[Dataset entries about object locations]
_ _ _ _ _

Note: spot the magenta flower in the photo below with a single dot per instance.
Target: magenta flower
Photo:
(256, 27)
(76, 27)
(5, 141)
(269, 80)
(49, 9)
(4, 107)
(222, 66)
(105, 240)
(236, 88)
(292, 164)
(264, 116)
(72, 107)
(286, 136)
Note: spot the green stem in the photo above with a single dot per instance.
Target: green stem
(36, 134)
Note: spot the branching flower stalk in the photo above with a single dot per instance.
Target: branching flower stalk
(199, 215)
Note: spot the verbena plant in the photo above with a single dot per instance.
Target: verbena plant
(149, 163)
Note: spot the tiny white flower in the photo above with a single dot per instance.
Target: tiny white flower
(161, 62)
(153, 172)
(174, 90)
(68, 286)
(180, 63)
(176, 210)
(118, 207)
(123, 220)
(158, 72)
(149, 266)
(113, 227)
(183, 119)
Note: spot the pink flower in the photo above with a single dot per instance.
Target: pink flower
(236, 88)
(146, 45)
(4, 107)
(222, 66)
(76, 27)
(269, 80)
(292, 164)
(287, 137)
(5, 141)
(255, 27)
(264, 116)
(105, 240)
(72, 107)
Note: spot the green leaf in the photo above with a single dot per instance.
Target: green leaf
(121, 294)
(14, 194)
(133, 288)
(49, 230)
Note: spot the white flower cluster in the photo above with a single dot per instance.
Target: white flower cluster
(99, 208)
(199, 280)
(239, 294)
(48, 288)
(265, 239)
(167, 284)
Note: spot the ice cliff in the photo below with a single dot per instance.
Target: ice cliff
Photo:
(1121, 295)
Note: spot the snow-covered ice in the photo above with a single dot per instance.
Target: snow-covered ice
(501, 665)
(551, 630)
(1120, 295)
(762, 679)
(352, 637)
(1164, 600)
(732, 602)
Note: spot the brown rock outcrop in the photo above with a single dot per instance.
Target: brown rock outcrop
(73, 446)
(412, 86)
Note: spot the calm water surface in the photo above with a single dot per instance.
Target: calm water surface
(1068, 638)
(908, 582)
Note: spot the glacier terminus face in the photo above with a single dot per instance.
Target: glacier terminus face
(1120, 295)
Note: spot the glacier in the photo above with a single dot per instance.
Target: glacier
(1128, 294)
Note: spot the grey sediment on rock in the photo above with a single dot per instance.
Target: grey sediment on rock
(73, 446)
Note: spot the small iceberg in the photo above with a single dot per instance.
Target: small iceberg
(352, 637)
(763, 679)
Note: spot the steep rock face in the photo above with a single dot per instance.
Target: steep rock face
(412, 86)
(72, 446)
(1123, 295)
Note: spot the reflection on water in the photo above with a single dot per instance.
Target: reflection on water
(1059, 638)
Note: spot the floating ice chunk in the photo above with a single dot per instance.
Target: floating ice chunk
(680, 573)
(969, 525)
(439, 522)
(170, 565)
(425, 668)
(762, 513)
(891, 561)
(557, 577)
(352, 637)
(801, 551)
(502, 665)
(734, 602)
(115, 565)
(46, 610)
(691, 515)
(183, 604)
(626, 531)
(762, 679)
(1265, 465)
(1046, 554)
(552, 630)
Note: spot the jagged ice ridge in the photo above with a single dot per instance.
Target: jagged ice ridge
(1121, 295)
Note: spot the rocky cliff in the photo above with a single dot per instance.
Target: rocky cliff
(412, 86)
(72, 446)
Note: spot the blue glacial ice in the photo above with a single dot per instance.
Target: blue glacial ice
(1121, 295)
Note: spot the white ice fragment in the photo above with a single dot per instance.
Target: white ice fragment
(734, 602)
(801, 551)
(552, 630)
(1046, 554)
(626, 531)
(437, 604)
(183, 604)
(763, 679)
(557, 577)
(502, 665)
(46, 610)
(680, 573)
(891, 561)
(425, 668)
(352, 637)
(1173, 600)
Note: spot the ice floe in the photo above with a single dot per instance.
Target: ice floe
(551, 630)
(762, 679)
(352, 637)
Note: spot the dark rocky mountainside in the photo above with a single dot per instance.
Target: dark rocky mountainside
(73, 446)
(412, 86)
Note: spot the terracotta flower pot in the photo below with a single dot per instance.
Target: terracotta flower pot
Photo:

_ _ _ _ _

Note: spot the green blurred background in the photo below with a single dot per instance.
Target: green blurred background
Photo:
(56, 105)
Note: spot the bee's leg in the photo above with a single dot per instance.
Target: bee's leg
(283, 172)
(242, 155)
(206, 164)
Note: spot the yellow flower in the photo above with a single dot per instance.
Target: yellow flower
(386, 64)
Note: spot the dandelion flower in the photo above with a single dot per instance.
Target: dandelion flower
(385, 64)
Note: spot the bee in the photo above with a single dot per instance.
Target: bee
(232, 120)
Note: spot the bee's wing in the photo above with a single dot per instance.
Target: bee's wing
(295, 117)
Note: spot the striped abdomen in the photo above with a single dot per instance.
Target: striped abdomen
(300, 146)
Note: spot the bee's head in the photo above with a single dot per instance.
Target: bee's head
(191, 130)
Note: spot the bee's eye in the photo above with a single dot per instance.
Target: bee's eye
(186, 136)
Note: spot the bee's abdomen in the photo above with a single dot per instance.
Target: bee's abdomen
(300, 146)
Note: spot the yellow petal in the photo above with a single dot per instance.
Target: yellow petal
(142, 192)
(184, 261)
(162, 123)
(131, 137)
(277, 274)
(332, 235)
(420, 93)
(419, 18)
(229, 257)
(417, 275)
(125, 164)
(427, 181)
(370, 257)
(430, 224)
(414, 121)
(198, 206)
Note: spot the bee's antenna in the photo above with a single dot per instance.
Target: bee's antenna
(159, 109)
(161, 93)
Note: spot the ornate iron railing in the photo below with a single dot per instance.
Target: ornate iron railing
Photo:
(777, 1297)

_ _ _ _ _

*The task*:
Recast the lines starting at the one that contains "Note: spot the glacier terminus" and ending at the one that contains "(1123, 295)" as a JSON list of strings, one string per line, with any blank lines left out.

*Written response*:
[
  "Note: spot the glacier terminus face in the photo above with a single dot per instance.",
  "Target: glacier terminus face",
  "(1120, 295)",
  "Note: spot the glacier in the photo above with a single dot per instance.",
  "Target: glacier",
  "(1128, 294)",
  "Note: spot the grey sediment on rock in the photo above with a single dot per instance.",
  "Target: grey sediment on rock",
  "(73, 446)",
  "Note: spot the small iceberg in the photo above with a single dot per instance.",
  "Target: small iceberg",
  "(352, 637)",
  "(763, 679)",
  "Note: spot the steep rock face in the photo above with a single dot per instance.",
  "Target: steep rock face",
  "(412, 86)",
  "(72, 446)",
  "(1123, 295)"
]